__Material for the task__
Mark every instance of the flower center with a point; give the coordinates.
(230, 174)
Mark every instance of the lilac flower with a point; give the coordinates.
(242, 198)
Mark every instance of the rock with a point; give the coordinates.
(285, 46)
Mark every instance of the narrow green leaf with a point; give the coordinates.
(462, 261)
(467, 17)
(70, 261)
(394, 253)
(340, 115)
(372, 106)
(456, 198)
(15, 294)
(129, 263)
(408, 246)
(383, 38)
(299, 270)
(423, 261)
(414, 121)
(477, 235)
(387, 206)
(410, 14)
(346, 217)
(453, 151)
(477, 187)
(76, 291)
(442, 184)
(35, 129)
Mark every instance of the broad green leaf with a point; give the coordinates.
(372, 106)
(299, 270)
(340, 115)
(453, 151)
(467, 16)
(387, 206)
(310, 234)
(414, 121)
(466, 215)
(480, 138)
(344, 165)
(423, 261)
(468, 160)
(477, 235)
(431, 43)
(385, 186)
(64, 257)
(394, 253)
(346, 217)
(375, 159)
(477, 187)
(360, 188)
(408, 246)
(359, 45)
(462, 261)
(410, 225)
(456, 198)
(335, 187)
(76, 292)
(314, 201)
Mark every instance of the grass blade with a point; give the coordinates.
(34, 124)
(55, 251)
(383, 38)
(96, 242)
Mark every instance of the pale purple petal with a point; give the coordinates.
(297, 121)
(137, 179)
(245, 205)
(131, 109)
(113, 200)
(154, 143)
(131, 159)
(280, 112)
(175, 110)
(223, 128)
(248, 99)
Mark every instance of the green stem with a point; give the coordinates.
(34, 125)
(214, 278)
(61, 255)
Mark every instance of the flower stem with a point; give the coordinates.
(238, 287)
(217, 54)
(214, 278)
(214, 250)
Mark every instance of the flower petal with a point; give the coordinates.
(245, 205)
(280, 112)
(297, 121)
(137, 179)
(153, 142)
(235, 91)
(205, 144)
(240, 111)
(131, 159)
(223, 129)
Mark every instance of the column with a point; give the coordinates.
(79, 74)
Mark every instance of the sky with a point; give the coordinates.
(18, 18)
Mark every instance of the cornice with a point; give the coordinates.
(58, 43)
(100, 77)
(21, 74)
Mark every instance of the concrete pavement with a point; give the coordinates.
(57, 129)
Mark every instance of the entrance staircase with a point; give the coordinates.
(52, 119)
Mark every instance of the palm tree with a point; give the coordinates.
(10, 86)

__What to do__
Revise the rows above, replacing "give the coordinates" with "report the coordinates" wherever it occurs and leaving every other part unchanged.

__Solution to this problem__
Mark every instance of the flower center with a point; report the coordinates.
(230, 174)
Mark every instance of the lilac flower with a point; report the coordinates.
(242, 198)
Mark every instance of the rock with a point; report the coordinates.
(285, 46)
Mark every instance of the narrow green leaf with a point; report the coordinates.
(462, 261)
(467, 17)
(70, 261)
(394, 253)
(340, 115)
(372, 106)
(456, 198)
(15, 294)
(129, 263)
(408, 246)
(383, 38)
(299, 270)
(423, 261)
(414, 121)
(477, 235)
(387, 206)
(410, 14)
(346, 217)
(453, 151)
(477, 187)
(76, 291)
(442, 184)
(35, 129)
Mark every instance of the broad green leaf with a point; report the coordinates.
(372, 106)
(299, 270)
(340, 115)
(453, 151)
(467, 16)
(387, 206)
(310, 234)
(414, 121)
(466, 215)
(480, 138)
(344, 165)
(423, 261)
(468, 160)
(477, 235)
(431, 43)
(385, 186)
(64, 257)
(394, 253)
(346, 217)
(375, 159)
(477, 187)
(360, 188)
(408, 246)
(359, 45)
(462, 261)
(410, 225)
(456, 198)
(335, 187)
(76, 292)
(314, 201)
Mark every instance of the grass blade with a point; report the coordinates.
(34, 124)
(55, 251)
(383, 38)
(96, 242)
Mark every instance of the pale purple petal with a point; report the coordinates.
(297, 121)
(137, 179)
(245, 205)
(131, 109)
(113, 200)
(154, 143)
(131, 159)
(280, 112)
(175, 110)
(223, 128)
(248, 99)
Mark every instance of the green stem with a point; report the coordinates.
(34, 125)
(214, 278)
(61, 255)
Mark every instance of the flower stem with a point; report the coordinates.
(238, 287)
(217, 54)
(214, 278)
(214, 250)
Mark every instance of the flower petal with a point; report the coordinates.
(245, 205)
(280, 112)
(297, 121)
(137, 179)
(153, 142)
(235, 91)
(205, 144)
(240, 111)
(131, 159)
(223, 129)
Mark every instance of the column with a point; report the coordinates.
(79, 74)
Mark every instance of the sky with a point; report the coordinates.
(18, 18)
Mark every instance of the cornice with a point; report the coordinates.
(58, 43)
(100, 77)
(21, 74)
Mark every instance of the concrete pavement with a point; report the coordinates.
(57, 129)
Mark every instance of the entrance staircase with a point; report the coordinates.
(52, 119)
Mark every instance of the palm tree with a point; report the coordinates.
(10, 86)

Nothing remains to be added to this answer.